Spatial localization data
☆ ☆ ☆ ☆ ☆

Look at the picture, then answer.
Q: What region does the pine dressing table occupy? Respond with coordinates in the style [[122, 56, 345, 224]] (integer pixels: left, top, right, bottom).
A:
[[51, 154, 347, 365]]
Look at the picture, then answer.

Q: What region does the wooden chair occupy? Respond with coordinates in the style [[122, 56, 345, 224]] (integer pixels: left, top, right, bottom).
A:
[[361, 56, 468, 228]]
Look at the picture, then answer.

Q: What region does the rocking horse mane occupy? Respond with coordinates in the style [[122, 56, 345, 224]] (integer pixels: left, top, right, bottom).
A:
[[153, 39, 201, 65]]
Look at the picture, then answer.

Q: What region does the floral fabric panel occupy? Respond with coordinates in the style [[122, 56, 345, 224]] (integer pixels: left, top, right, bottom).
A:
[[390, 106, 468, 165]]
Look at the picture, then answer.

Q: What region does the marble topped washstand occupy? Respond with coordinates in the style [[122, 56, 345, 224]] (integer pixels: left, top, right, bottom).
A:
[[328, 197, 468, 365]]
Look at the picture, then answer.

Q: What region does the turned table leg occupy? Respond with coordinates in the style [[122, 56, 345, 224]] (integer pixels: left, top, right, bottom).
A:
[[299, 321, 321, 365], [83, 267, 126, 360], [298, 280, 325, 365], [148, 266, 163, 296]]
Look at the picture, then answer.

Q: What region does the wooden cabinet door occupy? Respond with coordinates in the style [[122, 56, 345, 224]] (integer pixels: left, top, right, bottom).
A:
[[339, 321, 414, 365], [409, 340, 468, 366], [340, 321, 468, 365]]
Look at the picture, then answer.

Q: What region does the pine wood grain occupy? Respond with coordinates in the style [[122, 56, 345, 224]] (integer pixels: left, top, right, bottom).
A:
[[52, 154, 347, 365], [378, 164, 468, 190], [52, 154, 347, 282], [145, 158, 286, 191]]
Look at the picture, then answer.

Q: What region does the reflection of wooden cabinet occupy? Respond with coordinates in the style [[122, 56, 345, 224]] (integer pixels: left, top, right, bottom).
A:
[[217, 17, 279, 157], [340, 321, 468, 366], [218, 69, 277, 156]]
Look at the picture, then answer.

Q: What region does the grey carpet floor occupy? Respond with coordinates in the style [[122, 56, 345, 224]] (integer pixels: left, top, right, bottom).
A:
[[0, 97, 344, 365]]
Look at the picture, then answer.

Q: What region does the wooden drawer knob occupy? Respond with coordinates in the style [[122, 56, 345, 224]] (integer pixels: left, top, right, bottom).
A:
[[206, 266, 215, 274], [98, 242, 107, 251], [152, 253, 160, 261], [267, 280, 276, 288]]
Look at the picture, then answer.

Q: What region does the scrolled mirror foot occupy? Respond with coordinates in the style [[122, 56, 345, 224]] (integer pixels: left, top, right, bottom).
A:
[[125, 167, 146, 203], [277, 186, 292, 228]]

☆ ☆ ☆ ☆ ☆

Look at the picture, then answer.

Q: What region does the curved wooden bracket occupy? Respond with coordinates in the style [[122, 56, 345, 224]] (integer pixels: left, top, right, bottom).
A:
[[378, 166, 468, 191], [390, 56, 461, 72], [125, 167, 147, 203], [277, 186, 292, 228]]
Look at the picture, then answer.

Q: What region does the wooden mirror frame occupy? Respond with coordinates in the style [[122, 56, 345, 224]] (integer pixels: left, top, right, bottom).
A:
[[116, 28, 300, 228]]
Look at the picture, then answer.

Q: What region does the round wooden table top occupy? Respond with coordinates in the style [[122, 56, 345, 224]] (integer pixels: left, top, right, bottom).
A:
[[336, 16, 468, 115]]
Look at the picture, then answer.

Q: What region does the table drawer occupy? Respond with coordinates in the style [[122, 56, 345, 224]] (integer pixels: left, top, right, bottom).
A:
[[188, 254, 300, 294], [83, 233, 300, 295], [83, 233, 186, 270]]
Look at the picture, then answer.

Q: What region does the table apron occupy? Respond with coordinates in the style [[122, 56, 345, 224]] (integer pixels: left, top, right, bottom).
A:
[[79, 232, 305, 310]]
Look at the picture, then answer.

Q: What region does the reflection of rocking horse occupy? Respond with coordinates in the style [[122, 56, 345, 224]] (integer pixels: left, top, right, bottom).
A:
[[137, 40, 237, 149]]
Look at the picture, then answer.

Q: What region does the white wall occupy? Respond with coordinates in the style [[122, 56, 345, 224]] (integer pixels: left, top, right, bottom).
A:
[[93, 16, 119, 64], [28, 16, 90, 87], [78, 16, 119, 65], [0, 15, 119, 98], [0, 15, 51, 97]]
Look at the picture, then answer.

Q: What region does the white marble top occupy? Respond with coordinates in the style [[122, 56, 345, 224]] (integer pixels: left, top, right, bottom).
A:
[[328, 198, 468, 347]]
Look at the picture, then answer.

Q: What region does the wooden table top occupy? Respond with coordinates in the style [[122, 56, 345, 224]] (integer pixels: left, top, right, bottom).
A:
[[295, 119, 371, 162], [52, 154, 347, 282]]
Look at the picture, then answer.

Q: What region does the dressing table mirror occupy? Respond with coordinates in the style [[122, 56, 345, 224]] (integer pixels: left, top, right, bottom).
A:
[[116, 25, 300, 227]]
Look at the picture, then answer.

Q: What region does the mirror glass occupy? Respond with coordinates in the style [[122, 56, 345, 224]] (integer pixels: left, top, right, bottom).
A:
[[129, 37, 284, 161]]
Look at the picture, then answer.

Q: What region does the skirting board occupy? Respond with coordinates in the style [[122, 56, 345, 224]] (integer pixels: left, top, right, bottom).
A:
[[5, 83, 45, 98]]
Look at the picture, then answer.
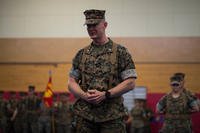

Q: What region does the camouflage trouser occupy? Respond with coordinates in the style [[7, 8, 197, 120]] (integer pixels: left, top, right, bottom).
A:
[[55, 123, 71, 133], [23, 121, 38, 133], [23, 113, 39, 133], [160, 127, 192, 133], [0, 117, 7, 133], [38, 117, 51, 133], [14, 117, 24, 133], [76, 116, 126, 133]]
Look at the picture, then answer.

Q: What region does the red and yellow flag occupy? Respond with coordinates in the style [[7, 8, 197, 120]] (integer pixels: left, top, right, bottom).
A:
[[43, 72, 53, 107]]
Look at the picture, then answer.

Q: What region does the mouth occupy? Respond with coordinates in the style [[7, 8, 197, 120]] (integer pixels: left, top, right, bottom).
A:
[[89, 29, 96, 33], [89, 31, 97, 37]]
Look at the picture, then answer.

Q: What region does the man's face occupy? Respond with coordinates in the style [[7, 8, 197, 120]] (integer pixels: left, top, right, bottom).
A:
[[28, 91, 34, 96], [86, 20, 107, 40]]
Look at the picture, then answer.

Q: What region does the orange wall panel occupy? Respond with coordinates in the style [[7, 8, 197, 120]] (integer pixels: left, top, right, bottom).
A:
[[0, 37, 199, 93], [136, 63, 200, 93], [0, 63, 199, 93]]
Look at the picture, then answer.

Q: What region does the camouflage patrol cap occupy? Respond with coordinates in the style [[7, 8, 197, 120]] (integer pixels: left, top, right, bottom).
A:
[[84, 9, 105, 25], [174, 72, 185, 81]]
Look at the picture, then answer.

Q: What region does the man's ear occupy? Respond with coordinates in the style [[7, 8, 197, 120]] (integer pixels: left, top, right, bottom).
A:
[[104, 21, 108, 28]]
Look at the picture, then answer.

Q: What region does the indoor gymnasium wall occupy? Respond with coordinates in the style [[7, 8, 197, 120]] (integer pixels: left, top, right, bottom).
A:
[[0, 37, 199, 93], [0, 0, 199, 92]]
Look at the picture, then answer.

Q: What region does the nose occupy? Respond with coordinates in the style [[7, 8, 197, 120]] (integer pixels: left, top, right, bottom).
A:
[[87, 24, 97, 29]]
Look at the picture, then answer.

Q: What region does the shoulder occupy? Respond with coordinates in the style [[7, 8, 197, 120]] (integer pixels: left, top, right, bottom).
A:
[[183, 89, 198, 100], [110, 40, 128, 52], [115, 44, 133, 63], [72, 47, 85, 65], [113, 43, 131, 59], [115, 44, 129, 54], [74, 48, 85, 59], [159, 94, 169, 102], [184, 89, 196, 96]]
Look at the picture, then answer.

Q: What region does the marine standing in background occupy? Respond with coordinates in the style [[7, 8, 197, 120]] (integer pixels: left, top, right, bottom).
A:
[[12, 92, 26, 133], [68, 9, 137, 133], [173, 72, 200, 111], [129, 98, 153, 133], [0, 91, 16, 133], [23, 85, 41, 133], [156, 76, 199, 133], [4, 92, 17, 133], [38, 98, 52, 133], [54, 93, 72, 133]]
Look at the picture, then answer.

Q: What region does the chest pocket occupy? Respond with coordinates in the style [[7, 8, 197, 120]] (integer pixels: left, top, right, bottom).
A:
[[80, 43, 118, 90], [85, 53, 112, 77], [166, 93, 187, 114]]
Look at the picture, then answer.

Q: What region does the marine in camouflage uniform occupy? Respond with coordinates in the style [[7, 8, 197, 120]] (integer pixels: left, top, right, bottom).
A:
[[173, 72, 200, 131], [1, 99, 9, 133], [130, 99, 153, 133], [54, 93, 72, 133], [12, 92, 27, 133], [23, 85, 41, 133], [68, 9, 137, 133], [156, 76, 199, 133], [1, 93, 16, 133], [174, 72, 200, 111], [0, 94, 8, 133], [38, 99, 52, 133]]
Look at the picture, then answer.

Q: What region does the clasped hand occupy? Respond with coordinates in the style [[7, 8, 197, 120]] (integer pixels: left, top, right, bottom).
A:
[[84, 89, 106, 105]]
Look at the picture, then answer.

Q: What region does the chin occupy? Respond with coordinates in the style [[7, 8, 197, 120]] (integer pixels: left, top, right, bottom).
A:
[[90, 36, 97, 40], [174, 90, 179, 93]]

☆ ☆ ☆ ☆ ☆

GOAL OF THE EXERCISE:
Search the lines above for the string "wooden" and copy each line that has it.

ANSWER FOR THE TASK:
Q: What region does the wooden chair occupy? Respond with coordinates in the style [[122, 56, 345, 224]] (integer pixels: left, top, right, bottom).
Q: What region does the wooden cabinet door occupy? Respond with coordinates in the style [[122, 56, 345, 224]] (integer pixels: left, top, right, bottom).
Q: What region does the reflection of wooden cabinet occupy? Respond with coordinates in the style [[122, 56, 345, 224]] (integer pixels: left, top, right, bottom).
Q: What region does the wooden drawer knob occupy? Respond with coordinates in the style [[122, 56, 345, 224]] (integer pixels: left, top, right, bottom).
Q: What region does the curved wooden bracket occupy? Respond with coordinates in the style [[122, 56, 345, 224]] (integer pixels: left, top, right, bottom).
Q: What region does the wooden mirror frame occupy? Respond with coordinates in the style [[122, 56, 345, 224]] (integer pixels: left, top, right, bottom).
Q: What region does the round wooden table top occupy? Respond with coordinates in the style [[122, 56, 345, 224]] (integer pixels: left, top, right, bottom).
Q: What region does the wooden table top occupy? Respond with coordinates in the style [[122, 56, 345, 224]] (integer pixels: left, top, right, bottom).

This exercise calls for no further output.